## THE TASK
Exactly and only the lines from the one containing "Query: yellow autumn leaf" through the close of the entries below are to be set down.

*** Opening RECORDS TO USE ***

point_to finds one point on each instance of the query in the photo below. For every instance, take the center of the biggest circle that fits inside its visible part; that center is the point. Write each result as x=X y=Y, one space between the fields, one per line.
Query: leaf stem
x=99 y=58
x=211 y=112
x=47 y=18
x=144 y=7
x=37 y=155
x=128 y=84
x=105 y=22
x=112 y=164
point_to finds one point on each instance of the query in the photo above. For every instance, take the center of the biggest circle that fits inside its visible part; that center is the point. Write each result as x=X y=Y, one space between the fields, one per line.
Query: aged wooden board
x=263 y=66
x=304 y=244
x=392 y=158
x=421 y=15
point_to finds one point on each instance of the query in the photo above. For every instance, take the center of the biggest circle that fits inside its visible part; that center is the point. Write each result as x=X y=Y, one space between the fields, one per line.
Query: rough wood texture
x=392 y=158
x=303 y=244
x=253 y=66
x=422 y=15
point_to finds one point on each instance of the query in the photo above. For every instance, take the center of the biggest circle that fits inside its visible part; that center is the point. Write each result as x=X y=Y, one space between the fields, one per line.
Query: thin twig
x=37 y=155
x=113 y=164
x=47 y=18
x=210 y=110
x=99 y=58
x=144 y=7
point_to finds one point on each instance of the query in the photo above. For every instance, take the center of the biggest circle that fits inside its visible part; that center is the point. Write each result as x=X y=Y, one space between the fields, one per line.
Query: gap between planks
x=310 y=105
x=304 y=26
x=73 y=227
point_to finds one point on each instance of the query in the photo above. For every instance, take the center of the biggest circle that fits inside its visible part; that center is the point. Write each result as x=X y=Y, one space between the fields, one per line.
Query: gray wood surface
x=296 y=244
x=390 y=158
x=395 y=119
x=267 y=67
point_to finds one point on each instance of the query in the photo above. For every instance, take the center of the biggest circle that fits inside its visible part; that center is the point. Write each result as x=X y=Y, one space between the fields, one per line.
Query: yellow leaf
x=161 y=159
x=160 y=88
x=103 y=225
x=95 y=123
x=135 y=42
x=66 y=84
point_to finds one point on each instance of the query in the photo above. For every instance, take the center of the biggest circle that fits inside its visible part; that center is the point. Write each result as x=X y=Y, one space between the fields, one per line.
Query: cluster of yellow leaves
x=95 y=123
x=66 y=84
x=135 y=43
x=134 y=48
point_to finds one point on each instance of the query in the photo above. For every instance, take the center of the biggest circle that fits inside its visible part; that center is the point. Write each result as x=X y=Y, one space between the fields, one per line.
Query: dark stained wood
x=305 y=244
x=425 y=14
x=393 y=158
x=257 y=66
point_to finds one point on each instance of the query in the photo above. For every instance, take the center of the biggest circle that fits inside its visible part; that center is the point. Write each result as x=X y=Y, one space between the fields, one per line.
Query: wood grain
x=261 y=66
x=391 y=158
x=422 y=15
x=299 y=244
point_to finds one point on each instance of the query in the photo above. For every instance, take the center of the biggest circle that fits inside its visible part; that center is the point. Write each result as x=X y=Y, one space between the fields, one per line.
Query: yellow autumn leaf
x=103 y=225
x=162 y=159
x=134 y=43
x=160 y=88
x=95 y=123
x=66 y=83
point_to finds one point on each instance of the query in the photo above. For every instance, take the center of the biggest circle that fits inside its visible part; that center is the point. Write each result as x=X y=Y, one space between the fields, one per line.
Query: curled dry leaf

*** Closing RECORDS TO USE ***

## YOUR RESPONSE
Query: yellow autumn leaf
x=103 y=225
x=162 y=159
x=134 y=43
x=160 y=88
x=95 y=123
x=66 y=83
point_to finds one point on each instance of the query in the photo above. For every instance, take the center of the biggest circle that fits inside its visible part; that center is the point. Write each result as x=X y=Y, one space between the fields, one per line.
Query: curled dry leaf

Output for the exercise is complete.